Exercise
Reproduce only the lines from the one containing "Category: large mlk portrait banner" through the end of the data, exactly as they stand.

(Photo-based referring expression data)
——————

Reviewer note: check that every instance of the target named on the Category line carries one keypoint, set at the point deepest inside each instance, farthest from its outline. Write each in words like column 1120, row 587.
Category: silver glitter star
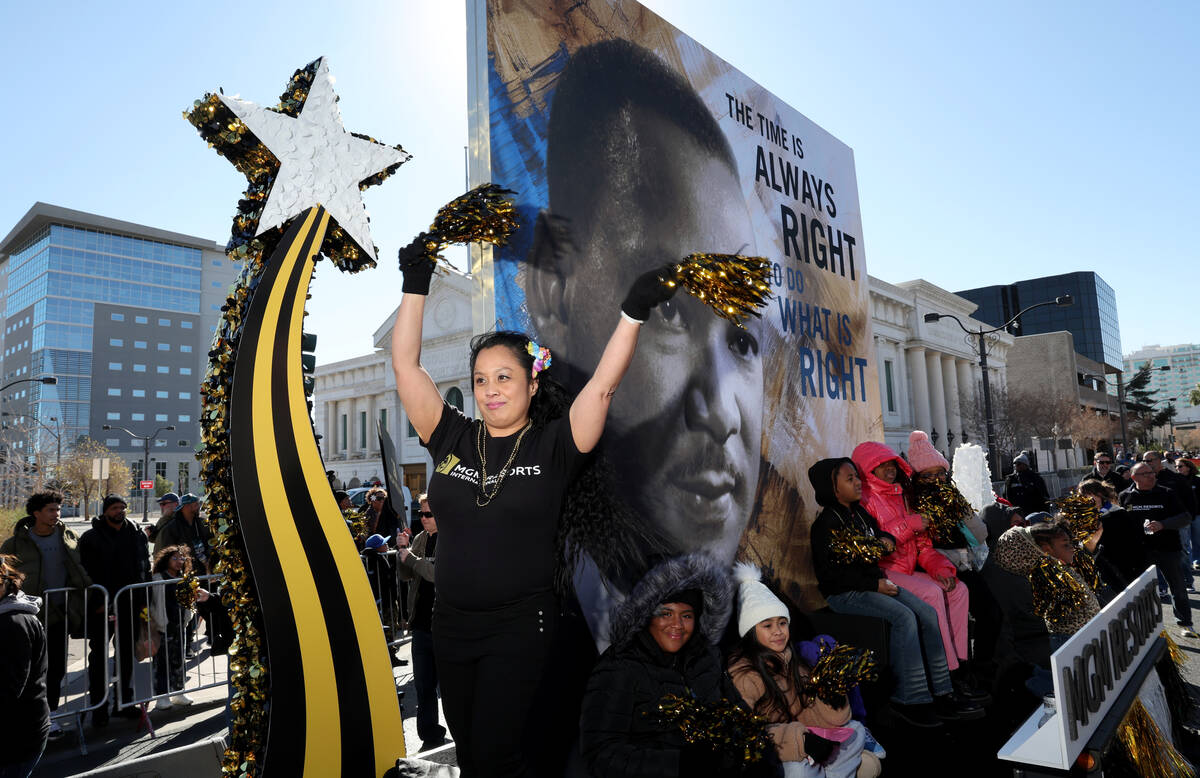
column 321, row 163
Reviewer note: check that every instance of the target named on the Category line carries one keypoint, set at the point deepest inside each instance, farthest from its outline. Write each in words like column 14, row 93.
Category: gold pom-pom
column 732, row 285
column 721, row 725
column 1081, row 514
column 484, row 214
column 1056, row 592
column 839, row 670
column 851, row 546
column 945, row 508
column 1149, row 749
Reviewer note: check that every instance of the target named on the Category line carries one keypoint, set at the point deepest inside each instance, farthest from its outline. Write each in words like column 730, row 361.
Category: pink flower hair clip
column 541, row 358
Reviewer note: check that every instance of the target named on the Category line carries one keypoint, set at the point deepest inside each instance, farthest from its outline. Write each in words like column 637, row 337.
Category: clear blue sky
column 991, row 143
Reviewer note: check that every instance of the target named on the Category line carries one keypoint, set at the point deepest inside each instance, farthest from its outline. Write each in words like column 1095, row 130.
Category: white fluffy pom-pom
column 747, row 572
column 972, row 476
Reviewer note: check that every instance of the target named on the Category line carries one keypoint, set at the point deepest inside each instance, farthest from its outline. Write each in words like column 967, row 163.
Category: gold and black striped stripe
column 333, row 707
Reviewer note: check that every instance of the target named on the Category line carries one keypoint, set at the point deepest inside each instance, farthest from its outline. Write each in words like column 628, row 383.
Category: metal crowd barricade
column 383, row 573
column 75, row 687
column 199, row 672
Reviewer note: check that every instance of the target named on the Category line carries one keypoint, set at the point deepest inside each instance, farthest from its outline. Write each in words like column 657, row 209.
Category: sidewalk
column 125, row 740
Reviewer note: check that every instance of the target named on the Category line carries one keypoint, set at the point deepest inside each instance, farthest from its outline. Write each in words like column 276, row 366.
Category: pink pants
column 951, row 608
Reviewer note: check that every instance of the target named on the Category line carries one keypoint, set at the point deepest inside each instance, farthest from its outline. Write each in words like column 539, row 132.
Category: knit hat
column 755, row 600
column 113, row 500
column 922, row 454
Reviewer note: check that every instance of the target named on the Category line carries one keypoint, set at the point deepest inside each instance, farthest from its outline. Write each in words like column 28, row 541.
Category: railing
column 151, row 680
column 72, row 694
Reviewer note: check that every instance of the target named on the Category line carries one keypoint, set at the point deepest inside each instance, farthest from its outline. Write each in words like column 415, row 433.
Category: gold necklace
column 480, row 440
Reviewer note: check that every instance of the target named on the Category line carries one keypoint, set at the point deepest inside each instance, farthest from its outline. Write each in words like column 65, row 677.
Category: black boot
column 966, row 687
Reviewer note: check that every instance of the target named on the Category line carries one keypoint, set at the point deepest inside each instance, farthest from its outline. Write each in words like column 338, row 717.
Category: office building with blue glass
column 123, row 316
column 1092, row 319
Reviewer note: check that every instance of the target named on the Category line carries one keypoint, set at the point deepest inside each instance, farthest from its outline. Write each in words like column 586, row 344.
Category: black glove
column 819, row 748
column 418, row 265
column 648, row 291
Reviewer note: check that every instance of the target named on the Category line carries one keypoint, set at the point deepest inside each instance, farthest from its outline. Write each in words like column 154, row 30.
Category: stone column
column 916, row 358
column 953, row 410
column 936, row 398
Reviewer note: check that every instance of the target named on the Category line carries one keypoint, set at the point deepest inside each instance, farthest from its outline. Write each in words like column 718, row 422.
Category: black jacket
column 114, row 557
column 1161, row 504
column 619, row 734
column 1113, row 479
column 27, row 716
column 1026, row 491
column 835, row 575
column 1182, row 488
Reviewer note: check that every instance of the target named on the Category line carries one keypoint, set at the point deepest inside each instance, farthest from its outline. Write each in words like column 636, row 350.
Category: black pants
column 425, row 678
column 1169, row 567
column 490, row 664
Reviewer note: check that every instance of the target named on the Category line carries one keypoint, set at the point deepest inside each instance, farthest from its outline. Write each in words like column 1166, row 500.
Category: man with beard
column 640, row 174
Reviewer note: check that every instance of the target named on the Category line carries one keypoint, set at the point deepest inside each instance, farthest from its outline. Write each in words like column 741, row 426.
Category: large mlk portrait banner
column 631, row 145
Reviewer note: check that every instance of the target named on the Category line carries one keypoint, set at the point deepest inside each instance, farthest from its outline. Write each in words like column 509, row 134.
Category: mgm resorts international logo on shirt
column 454, row 467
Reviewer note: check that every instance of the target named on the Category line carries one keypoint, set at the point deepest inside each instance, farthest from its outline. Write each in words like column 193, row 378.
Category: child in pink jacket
column 885, row 477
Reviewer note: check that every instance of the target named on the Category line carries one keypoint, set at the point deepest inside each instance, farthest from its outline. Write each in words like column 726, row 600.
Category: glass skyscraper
column 1092, row 319
column 123, row 316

——————

Answer section
Category: large mlk portrait banner
column 631, row 145
Reviewer note: check that every instance of the target named on the Category line carries one keypoint, set at the point deepest inside each instance, farthest from its outline. Write each in words like column 509, row 134.
Category: mgm resorts international logo on shirt
column 454, row 467
Reviewer note: check that every instance of the target named on the Category line carries one keypoint, set at the point deepest inside each instance, farthest from its outline. Write each in words like column 193, row 378.
Category: child in pink jacket
column 885, row 477
Reviewer note: check that every instance of the target named on the Category line carries one keypoint, set at the point deepest inside each instance, farthest from its outline. Write each in words like column 726, row 600.
Category: glass skyscraper
column 1092, row 319
column 123, row 316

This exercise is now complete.